Cinemark timetable


How to fit the information in one display?

The problem and the goal

Movie theaters need to display a great deal of information at their box offices.

But how to show it without landslide patrons in information? Choosing a movie on the spot is challenging enough. Customers just want to know the screening time and the price. If much.

This redesign aims to sort and present all relevant information in a clear, simple, and (hopefully) beautiful way.

Simplifying with a color code

The foundation is straightforward; I suggested we make use of universal symbol conventions like green, yellow and red. And build up from there.

My role

Visual designer, art director


Conceptualizing, prototyping, visual design


October 2017 - February 2018

Starting off • Prioritizing the information 

Defining and prioritizing the information

This is basically what is needed to be shown for each movie

. Name

. Showtimes

. Prices: as they change dynamically during the day

. Seat availability

. Type of screening room

. Type of projection: regular or 3D

. Seating options: regular, VIP, or DBox

. Suggested age target

. Subtitled or dubbed

. Legal copy

Timetable then

Pain points

• “The information is all over.”

Information will be merged and pixel-perfectly aligned

• “Excessively complex.”

Grouped information in sensible blocks will simplify the structure

• “Confusing.”

Priority-based elements will ease the reading sequence

• “Lines and columns alright, but somewhat confusing.”

Relevant information will be displayed by context

Sharing the screen real estate

Once the information hierarchy is defined, they can be grouped roughly and assigned its own weight.

□ □ □ □ □ □ □

Task 1 — In the Cinemark timetable case study, which three colors did the designer suggest as the basis of the color code?
The text and the data items are independent of each other.

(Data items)
□ □ □ □ □ □ □

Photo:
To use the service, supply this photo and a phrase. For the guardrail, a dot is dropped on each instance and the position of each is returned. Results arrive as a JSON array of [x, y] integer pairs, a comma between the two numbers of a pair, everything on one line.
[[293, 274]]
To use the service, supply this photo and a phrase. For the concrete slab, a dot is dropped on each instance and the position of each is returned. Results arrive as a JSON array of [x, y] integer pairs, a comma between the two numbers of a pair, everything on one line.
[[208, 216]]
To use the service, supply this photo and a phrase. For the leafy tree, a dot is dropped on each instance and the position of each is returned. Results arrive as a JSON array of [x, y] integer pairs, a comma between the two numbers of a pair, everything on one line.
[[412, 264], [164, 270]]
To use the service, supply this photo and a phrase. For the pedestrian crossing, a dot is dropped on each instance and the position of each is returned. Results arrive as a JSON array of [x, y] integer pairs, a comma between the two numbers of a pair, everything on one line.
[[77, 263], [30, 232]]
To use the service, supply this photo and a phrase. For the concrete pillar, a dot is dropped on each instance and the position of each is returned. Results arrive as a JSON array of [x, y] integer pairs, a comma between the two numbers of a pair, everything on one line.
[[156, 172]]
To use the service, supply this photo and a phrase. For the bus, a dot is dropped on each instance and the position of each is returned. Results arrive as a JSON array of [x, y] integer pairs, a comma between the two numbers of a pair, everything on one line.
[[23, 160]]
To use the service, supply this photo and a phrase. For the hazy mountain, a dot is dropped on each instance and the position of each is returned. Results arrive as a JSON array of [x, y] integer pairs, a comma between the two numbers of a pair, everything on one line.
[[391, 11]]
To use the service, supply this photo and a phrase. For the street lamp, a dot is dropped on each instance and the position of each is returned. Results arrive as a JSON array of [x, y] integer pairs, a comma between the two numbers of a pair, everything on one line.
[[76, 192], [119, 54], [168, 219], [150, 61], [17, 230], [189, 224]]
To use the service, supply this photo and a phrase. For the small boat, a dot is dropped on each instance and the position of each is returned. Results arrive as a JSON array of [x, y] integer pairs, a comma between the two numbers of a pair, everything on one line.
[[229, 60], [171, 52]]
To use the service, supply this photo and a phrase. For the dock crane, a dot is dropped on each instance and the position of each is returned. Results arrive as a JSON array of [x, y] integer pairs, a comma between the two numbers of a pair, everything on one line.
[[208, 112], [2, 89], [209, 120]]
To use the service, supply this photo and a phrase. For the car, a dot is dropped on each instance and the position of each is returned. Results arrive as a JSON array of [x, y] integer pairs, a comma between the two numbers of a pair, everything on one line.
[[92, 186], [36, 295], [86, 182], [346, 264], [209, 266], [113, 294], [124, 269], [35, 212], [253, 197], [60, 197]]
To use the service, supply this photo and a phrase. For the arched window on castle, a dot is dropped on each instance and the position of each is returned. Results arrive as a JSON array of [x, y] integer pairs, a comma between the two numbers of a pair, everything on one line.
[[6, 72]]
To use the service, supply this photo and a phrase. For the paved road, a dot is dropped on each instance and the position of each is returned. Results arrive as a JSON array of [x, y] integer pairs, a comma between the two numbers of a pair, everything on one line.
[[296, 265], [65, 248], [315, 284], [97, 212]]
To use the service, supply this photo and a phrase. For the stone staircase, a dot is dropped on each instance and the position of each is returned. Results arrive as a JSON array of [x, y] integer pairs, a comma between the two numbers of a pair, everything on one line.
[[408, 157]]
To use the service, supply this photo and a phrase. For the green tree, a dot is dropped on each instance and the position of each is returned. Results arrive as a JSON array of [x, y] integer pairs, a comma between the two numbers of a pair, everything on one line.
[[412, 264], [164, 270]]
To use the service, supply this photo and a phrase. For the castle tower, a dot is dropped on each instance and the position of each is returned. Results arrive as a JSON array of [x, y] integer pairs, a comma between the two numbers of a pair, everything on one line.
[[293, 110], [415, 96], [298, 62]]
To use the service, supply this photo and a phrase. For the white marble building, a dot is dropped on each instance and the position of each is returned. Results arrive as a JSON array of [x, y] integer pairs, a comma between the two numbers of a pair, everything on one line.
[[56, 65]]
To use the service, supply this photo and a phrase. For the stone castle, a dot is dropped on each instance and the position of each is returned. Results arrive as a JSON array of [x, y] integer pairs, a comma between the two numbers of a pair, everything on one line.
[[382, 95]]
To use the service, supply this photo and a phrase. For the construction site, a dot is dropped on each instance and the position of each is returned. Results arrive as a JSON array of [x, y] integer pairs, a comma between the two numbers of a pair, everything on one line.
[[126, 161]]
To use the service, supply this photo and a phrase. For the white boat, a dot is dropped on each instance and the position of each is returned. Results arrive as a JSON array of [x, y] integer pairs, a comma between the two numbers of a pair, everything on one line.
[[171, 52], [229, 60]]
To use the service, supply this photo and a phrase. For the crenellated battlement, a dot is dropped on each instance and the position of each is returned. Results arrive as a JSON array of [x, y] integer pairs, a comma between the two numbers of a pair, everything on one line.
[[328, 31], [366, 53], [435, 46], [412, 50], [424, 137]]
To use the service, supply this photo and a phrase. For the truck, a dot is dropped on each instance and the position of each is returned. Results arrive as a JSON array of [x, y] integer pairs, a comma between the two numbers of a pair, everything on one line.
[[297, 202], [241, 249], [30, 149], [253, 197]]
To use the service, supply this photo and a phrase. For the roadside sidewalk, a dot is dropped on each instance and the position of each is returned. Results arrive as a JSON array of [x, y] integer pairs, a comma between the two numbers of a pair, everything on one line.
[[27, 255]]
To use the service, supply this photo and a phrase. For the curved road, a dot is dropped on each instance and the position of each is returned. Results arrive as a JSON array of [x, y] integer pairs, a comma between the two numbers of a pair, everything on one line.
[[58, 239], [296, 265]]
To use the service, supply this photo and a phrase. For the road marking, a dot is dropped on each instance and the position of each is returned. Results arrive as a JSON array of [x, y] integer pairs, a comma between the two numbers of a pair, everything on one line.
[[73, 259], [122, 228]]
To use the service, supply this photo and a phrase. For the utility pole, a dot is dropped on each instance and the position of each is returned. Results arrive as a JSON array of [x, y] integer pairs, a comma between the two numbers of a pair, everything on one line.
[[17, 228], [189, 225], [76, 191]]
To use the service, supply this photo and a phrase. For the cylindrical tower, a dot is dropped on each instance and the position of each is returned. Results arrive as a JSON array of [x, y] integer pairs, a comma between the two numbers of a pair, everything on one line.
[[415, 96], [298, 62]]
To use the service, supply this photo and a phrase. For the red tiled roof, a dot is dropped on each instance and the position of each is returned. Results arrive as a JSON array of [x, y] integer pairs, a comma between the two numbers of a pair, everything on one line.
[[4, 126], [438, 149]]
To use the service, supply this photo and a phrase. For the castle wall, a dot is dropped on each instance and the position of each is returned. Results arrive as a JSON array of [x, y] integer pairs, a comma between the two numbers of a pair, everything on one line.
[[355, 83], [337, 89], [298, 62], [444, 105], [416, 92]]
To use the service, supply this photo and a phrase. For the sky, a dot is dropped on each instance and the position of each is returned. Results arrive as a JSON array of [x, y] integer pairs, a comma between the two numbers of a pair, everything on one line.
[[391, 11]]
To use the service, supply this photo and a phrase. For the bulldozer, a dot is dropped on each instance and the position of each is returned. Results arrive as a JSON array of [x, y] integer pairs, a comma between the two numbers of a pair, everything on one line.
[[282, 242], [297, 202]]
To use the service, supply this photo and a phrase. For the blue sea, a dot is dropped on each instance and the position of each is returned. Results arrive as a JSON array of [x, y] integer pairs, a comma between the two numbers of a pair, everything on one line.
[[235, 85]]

□ □ □ □ □ □ □

Task 2 — Copy out the data items from their first line through the line containing "[[77, 263], [30, 232]]", both included, and keep every line, including the requests. Increase each x and y coordinate in the answers by 125.

Response 1 — Green, yellow, and red.

Response 2 —
Photo:
To use the service, supply this photo and a phrase. For the guardrail, a dot is dropped on each instance and the position of each is returned. Results arrive as a JSON array of [x, y] integer pairs, a comma between the two numbers of a pair, everything on one line.
[[418, 399]]
To use the service, supply this photo and a phrase. For the concrete slab, a dot is dropped on each instance and the position of each is returned. Results arrive as a JSON array of [x, y] integer pairs, a comma between the two numbers of a pair, everything on one line.
[[333, 341]]
To use the service, supply this photo and a phrase. For the leafy tree, a dot is dropped on each instance and the position of each is returned. Results arrive as a JSON array of [x, y] integer pairs, a comma between the two numbers of a pair, everything on one line.
[[537, 389], [289, 395]]
To use the service, supply this photo and a phrase. For the pedestrian crossing, a dot is dropped on each instance and the position of each is returned. Results arrive as a JSON array of [x, y] integer pairs, a comma between the two numbers of a pair, everything on one line.
[[202, 388], [155, 357]]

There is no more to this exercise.